TAREAS >>
1) Según el texto de la fuente sobre la película, ¿a qué se dedica el padre del protagonista?
2) Prolonga el texto de la fuente sobre la película a partir de su última oración.

FUENTE >>
........
El otro elemento de contexto con mucho peso es la familia del chico. Son judíos que han hecho todo lo posible por integrarse en el sueño americano y que en una escena se pasean en coche por un barrio rico contemplado y anhelando las casas en las que les gustaría vivir. En esa familia liberal a la que horripila el triunfo de Reagan y que ha sufrido en sus carnes el racismo, este asoma en forma de rechazo al amigo negro del hijo en la escuela pública (un personaje que tiene un papel muy relevante en la trama).

Este rechazo que tiene también un componente clasista, que conecta con la historia del padre del protagonista (Jeremy Strong, brillante en el papel), al que la familia de la madre (Anne Hathaway) siempre ha mirado por encima del hombro por su profesión de fontanero. Todos salvo el abuelo (un sobresaliente Anthony Hopkins), que se convierte en el referente moral y guía del chico. Su muerte será el primer aviso de que la vida adulta está llamando a la puerta. El definitivo abandono de la inocencia infantil se producirá en forma de una traición, una cobardía, que cierra la película y supone la asunción dolorosa de que el mundo no es perfecto y uno acaba renunciando a sus ideales más nobles.
........
REGISTROS GUARDADOS >>
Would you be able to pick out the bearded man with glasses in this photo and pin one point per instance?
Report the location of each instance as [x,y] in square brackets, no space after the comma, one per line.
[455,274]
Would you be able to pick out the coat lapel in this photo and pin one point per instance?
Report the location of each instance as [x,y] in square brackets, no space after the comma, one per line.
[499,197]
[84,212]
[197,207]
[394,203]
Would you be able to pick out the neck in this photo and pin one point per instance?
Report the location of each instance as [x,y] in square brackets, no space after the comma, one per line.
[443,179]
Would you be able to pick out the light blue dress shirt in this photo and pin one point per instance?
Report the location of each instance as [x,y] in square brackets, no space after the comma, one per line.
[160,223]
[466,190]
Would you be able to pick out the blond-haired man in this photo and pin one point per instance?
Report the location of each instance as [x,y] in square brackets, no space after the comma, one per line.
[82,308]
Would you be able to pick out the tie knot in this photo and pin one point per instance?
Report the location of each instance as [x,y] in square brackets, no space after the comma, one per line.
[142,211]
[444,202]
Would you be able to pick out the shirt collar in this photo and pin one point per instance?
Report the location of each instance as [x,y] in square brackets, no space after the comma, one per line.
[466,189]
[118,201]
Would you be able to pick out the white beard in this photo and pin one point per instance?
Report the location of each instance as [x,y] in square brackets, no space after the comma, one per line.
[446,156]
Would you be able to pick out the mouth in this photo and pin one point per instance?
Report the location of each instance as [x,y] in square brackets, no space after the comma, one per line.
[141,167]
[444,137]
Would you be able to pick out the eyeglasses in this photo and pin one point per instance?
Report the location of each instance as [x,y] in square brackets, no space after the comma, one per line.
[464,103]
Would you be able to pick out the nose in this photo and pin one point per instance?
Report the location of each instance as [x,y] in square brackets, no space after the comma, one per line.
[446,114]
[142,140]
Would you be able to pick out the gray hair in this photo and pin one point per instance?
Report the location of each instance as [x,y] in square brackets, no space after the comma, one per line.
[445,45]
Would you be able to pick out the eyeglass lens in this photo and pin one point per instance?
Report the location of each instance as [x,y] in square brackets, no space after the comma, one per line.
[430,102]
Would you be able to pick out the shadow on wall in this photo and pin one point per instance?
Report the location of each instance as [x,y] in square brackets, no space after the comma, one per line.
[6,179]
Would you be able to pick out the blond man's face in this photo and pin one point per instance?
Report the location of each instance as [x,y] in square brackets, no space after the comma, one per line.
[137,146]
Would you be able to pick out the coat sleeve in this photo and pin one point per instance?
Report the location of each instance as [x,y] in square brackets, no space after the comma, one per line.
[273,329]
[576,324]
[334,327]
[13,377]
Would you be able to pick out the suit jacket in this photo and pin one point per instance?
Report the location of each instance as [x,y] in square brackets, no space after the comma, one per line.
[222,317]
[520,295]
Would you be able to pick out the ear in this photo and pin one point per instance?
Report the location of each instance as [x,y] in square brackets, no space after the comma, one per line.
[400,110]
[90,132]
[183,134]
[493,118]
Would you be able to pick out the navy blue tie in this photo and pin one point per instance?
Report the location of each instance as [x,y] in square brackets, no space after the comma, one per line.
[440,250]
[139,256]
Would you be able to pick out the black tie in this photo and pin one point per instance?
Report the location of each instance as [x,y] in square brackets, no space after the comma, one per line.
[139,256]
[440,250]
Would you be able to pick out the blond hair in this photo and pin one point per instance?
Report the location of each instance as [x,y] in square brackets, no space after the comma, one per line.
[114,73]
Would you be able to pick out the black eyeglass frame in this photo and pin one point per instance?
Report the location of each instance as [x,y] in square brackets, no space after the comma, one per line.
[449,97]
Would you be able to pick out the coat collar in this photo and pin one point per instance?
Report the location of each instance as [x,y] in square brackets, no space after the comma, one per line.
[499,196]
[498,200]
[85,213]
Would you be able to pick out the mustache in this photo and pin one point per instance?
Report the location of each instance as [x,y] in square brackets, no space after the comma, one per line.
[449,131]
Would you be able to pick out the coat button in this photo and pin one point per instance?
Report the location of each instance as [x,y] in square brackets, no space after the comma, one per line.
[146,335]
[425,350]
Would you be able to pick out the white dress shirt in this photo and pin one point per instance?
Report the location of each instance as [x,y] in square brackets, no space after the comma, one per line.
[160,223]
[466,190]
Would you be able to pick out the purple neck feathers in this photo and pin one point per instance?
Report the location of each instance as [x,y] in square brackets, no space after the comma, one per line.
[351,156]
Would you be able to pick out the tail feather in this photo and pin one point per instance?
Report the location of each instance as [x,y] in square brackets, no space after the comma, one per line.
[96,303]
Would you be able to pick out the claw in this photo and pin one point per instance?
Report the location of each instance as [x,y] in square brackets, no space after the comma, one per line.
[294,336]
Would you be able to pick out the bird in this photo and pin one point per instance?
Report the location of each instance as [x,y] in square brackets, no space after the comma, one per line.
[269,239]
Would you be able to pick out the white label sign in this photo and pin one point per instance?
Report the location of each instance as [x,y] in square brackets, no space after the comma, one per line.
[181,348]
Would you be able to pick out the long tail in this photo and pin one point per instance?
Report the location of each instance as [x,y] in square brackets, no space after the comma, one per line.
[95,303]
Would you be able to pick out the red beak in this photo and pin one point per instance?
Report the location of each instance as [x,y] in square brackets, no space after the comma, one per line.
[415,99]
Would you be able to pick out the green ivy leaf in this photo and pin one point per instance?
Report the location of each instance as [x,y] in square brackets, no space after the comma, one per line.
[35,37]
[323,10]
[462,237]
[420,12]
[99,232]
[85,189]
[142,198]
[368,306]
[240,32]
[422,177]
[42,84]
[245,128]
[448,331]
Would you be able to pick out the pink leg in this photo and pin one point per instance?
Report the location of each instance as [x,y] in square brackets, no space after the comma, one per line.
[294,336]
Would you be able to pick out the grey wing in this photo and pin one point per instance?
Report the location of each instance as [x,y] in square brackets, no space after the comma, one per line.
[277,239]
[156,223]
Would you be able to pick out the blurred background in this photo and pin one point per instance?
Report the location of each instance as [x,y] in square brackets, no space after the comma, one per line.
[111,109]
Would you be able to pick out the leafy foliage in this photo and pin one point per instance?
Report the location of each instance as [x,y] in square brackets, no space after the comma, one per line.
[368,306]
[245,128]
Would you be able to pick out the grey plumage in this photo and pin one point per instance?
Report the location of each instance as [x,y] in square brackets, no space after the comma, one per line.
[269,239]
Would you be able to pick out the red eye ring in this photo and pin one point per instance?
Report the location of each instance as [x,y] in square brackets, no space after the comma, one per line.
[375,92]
........
RESPUESTAS >>
1) Es fontanero.

2)
James Gray acierta al huir de toda tentativa de facilona sobrecarga nostálgica en la ambientación de época, que se apunta de forma solvente con unas pocas referencias musicales y cinematográficas. El resultado es una pequeña gran película que, sin ponerse nunca grandilocuente, retrata una época de cambios, construye un sugestivo microcosmos familiar y cuenta una potente historia de iniciación con evidentes tintes autobiográficos.